Description of the task:
Apart from the pictures, every entry below must be given again exactly.

··· Given information

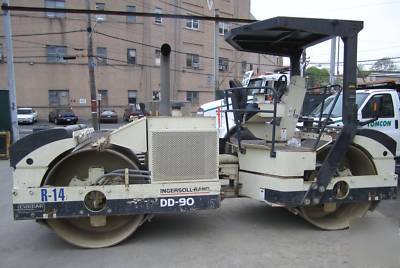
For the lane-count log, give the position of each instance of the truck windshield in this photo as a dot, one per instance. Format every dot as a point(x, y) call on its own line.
point(24, 111)
point(337, 110)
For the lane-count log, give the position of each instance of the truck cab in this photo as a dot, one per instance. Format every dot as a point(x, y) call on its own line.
point(387, 121)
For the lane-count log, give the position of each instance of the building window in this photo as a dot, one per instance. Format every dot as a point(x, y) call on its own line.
point(56, 53)
point(158, 19)
point(54, 4)
point(192, 24)
point(387, 106)
point(244, 66)
point(223, 27)
point(131, 19)
point(1, 54)
point(104, 97)
point(158, 57)
point(132, 96)
point(100, 6)
point(156, 95)
point(192, 61)
point(58, 97)
point(192, 97)
point(223, 64)
point(131, 56)
point(101, 55)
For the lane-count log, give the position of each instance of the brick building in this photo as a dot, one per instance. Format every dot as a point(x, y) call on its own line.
point(127, 53)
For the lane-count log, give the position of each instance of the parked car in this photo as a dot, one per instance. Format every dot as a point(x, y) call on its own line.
point(135, 110)
point(26, 115)
point(63, 116)
point(108, 116)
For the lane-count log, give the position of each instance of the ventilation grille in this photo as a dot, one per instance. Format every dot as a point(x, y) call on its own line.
point(180, 156)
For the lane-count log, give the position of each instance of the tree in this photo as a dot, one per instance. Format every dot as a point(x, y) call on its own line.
point(384, 64)
point(317, 77)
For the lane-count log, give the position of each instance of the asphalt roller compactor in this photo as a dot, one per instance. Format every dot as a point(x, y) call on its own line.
point(94, 190)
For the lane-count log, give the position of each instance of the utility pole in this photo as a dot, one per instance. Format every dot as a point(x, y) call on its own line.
point(332, 78)
point(91, 63)
point(216, 59)
point(11, 74)
point(303, 63)
point(338, 58)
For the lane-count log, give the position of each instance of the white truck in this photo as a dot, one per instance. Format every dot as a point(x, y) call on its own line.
point(26, 115)
point(388, 120)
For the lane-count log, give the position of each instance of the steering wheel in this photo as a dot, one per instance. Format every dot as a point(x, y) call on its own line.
point(281, 85)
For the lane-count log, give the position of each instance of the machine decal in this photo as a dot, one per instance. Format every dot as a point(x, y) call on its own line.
point(380, 123)
point(67, 209)
point(185, 190)
point(52, 195)
point(181, 202)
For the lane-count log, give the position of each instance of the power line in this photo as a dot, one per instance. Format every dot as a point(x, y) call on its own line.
point(6, 7)
point(324, 63)
point(47, 33)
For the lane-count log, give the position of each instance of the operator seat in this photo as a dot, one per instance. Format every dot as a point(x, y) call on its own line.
point(239, 101)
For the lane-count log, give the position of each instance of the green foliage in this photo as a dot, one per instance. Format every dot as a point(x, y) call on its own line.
point(316, 77)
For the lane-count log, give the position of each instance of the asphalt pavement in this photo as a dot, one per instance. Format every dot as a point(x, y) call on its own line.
point(242, 233)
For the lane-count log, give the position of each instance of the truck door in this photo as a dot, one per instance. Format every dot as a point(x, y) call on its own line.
point(388, 121)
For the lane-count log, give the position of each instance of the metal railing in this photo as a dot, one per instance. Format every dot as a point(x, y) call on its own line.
point(237, 111)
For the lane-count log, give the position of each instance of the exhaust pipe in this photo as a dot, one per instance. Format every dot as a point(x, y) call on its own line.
point(165, 103)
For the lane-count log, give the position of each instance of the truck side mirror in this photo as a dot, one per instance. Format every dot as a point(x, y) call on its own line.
point(142, 107)
point(376, 106)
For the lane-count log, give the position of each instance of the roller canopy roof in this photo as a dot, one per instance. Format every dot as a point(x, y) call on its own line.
point(284, 36)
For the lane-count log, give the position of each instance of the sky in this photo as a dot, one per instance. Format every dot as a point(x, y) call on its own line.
point(379, 38)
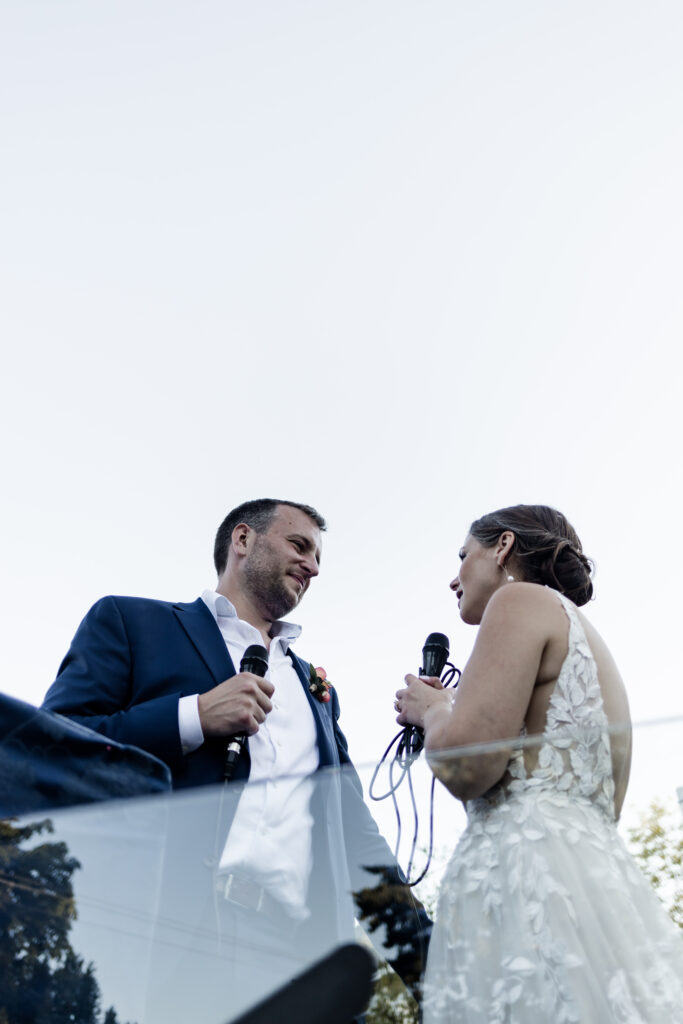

······

Result:
For the lane-count log, give the position of each instance of the truck windshield in this photo as a dot, one per instance. Format every dot as a point(x, y) call on its own line.
point(24, 111)
point(337, 110)
For the lane-count log, give the position of each instance of the truck cab in this photo as a dot, one per instance. Format every dot as a point(x, y) call on its own line.
point(387, 121)
For the lane-count log, give the position of each instance of the building window in this photo as a dot, one per instance. Format every dot as a point(x, y) call on its own line.
point(56, 53)
point(158, 19)
point(54, 4)
point(192, 24)
point(387, 106)
point(244, 66)
point(223, 27)
point(131, 19)
point(1, 54)
point(104, 97)
point(158, 57)
point(132, 96)
point(100, 6)
point(156, 95)
point(192, 61)
point(58, 97)
point(192, 97)
point(223, 64)
point(131, 56)
point(101, 55)
For the lane-count log, give the position of each instance of the brick building in this photo as a dot, one per instance. Format every dot as a point(x, y) call on its own line.
point(127, 53)
For the lane-count log, give the position of each instance of the parked car in this photo as a dot, one per instance. Format every dot as a point(x, y) call on its own line.
point(135, 110)
point(26, 115)
point(63, 116)
point(108, 116)
For the lane-count log, give the position of each instance of the ventilation grille in this photo as a dot, one per instance. Format every dot as a point(x, y) call on its own line.
point(180, 156)
For the lane-count log, give the position of each instance of the tree in this photo as a dot, one per instance. Format every dot as a point(x, y) call on its own line.
point(384, 64)
point(317, 77)
For the lane-count log, give the position of each instance of the asphalt roller compactor in this photo as a dot, one per instance. Format every dot as a point(x, y) call on its own line.
point(94, 190)
For the lane-count log, give the position of each instance of the utility pole in this photo as a dot, one per instance. Format every dot as a point(x, y) call on its own line.
point(332, 78)
point(91, 63)
point(216, 59)
point(11, 74)
point(303, 63)
point(338, 58)
For the lane-count log, give the position of each instance of the white truck in this photo as a dot, one per instance. Format every dot as a point(x, y) call on its own line.
point(26, 115)
point(388, 120)
For the lane-count log, give the position of each instance of the steering wheel in this photo as a dot, one per instance. Format every dot as a point(x, y) call on its own line.
point(281, 85)
For the lane-count log, give the position of each instance of the machine decal in this photo as a dot, one per instance. Format every dot as a point(x, y) call on its own line.
point(380, 123)
point(67, 209)
point(185, 190)
point(52, 195)
point(181, 202)
For the lane-count log, give the position of each instance of the power line in this photo as a dot, one per instance. Format every dot as a point(x, y) call on its own line.
point(6, 7)
point(324, 63)
point(47, 33)
For the lane-count log, give the position of each instance of the operator seat in this photo as a dot, one per instance. Format every dot as a point(x, y) call on its own line.
point(239, 101)
For the lane-count log, give the position of each instance of the green foliage in this photo as a dot, one per instance. Format every dot as a point(x, y) call on its own line.
point(316, 77)
For the lane-count log, give the position of each instance of the asphalt pavement in this photo as a dot, one per instance. Format every dot as a point(x, y) call on its own line.
point(242, 233)
For the lane-count log, give the position of each instance of the truck door in this photo as a dot, one per instance. Format every dot as a point(x, y) call on its own line.
point(388, 121)
For the lane-count log, give the position of each instance of the metal railing in this photo as a dot, one per instance. Format every dot as a point(x, y) call on its own line.
point(237, 111)
For the lane-count log, give the position of each instance of the exhaust pipe in this photo as a dot, one per instance. Format every dot as a point(x, y) call on its own line.
point(165, 103)
For the lane-count log, give the position of each instance of the truck side mirror in this photo as a dot, one per instance. Format every dot as a point(x, y) call on its own line.
point(142, 107)
point(376, 106)
For the lane-count log, give the position of each instance of the roller canopy roof in this photo as a dot, one per instance. Format every dot as a point(x, y) call on its own line.
point(284, 36)
For the lane-count log, give the position of each instance of the sky in this photo as a dot, one per instance. Format every dot as a point(x, y) call on its own line.
point(379, 38)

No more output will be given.